**QUESTIONS ON THE MATERIAL**
a. In the blog post on getting off the couch, how is exercise different from physical activity?
b. Extend the blog post on getting off the couch, picking up after its last sentence.

**EXTRACT TO READ**
----
This is the last of 4 blogs that describe the new approach to battle obesity. The theme is that weight control is much more than "eating less and exercising more."
It involves changing small but important eating, coping and exercise patterns. Thus far we've explored ways for you to get a handle on eating patterns and coping behaviors that lessen impulsive eating. Now we'll look at those activity patterns that keep you from moving more and losing those unwanted pounds — specifically ways to "get off the couch."
Couch potatoes — do the following sound familiar?
"[I'm a] couch potato due somewhat to laziness and partly due to an inability to walk very far due to knee and back problems."
"I have a demanding full-time job. By the time I get home I just want to plop on the couch. I love to walk but can't in the mornings and am so tired in the evenings. Occasionally I walk at lunch.... Guess I should just suck up and do it."
"I hate exercise — so I do none. I do skip meals, probably because I feel guilty not doing exercises. I know better, right?"
Couch potatoes — if anyone tells you to exercise more, will you? Not! Any health care provider who says to do so will turn you off.
It's important to recognize that the problem is not only the couch. Your entire lifestyle is sedentary. You sit for a living, you drive to work, you have a desk job, for fun you might read, play computer games or go to a movie. Someone else may clean your house and even mow your lawn. You might even have a dog that struggles with weight — right?
It's also important for you and your health care provider to recognize that you are not lazy. You have many demands on your time, and you may be tired. You may even have a medical condition that makes you wonder if exercise is safe — knee and back problems, lung and heart disease or high blood pressure. What to do? Here are four strategies that have been shown to help.
- Discuss your health worries. Your health care provider can reassure you by setting realistic and safe goals. There is a difference between exercise and physical activity. Exercise is planned and structured (like going to the gym) whereas physical activity is any movement. However, both types can improve fitness, strength and flexibility while decreasing body fat. Both also pep you up. You don't need to sweat hard in order to reap the benefits physically and emotionally.
----
**PROVIDED INFORMATION**
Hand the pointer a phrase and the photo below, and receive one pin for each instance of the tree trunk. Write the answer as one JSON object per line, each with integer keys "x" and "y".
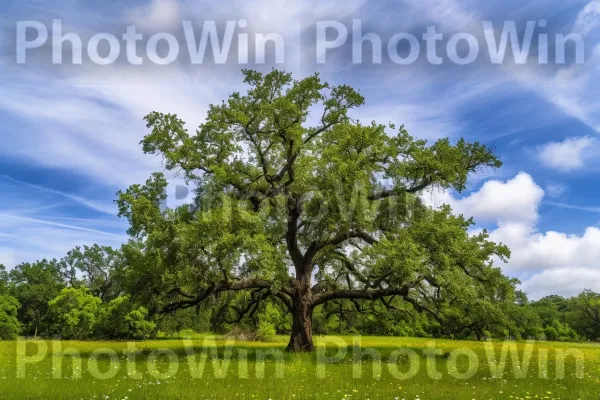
{"x": 301, "y": 338}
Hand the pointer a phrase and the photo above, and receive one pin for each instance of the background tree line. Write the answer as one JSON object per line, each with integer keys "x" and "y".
{"x": 88, "y": 295}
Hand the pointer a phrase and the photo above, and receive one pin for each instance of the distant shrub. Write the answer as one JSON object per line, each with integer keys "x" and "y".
{"x": 9, "y": 324}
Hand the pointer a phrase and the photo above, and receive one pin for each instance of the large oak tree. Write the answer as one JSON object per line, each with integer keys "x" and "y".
{"x": 299, "y": 202}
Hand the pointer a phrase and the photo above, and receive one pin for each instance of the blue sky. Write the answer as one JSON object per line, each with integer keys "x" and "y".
{"x": 70, "y": 134}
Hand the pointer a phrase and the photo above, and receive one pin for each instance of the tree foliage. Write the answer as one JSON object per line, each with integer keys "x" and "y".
{"x": 288, "y": 181}
{"x": 75, "y": 312}
{"x": 10, "y": 326}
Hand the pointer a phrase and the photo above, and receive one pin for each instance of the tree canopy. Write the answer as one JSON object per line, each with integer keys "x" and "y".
{"x": 300, "y": 202}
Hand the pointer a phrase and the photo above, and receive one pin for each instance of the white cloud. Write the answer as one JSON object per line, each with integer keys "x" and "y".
{"x": 563, "y": 282}
{"x": 514, "y": 200}
{"x": 545, "y": 259}
{"x": 158, "y": 15}
{"x": 568, "y": 155}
----
**WRITTEN RESPONSES**
a. Exercise is planned and structured, like going to the gym, while physical activity is any movement.

b.
- Move. The American Heart Association and American college of Sports Medicine recommends moderately-intense physical activity for 30 minutes a day, 5 days each week. The key words are physical activity (any movement) and moderately intense (enough to get your heart beating more, get a little sweaty, yet you still should be able to talk without gasping). Brisk walking fits this description perfectly. What's great about this is that you can spread your 30 minutes of physical activity throughout your day. For every hour you sit at your desk, get up and walk. Stand and pace while on the phone. Go talk to your colleague — we all get too much e-mail right? Clean-up your own kitchen, mow your lawn, and rediscover how much you and the dog love to walk together.
- Journal your activity. Jot down your "extra" movements. It's rewarding to see improvements. One of the most effective gadgets made to help measure progress is the pedometer. It keeps track of your steps. Get your baseline, and realistically increase the number of steps you take weekly. A weekly increase between 250 to 500 steps works for most people. The ultimate long term goal for everyone — including couch potatoes — is 10,000 steps a day.
- Get a buddy. Social support increases the chance that you will become and remain more physically active in the long run. It helps some people by promoting accountability, and it makes it more enjoyable. Remember, even your dog can be your buddy — those eyes will light up when you reach for the leash.
Which one of the four suggestions above do you think you can try? I'll watch for your responses. (Please stand at your keyboard while making them).
Remember — all activity counts. Aim for 30 minutes or more daily — even in shorter bursts. Ready? Set? Move!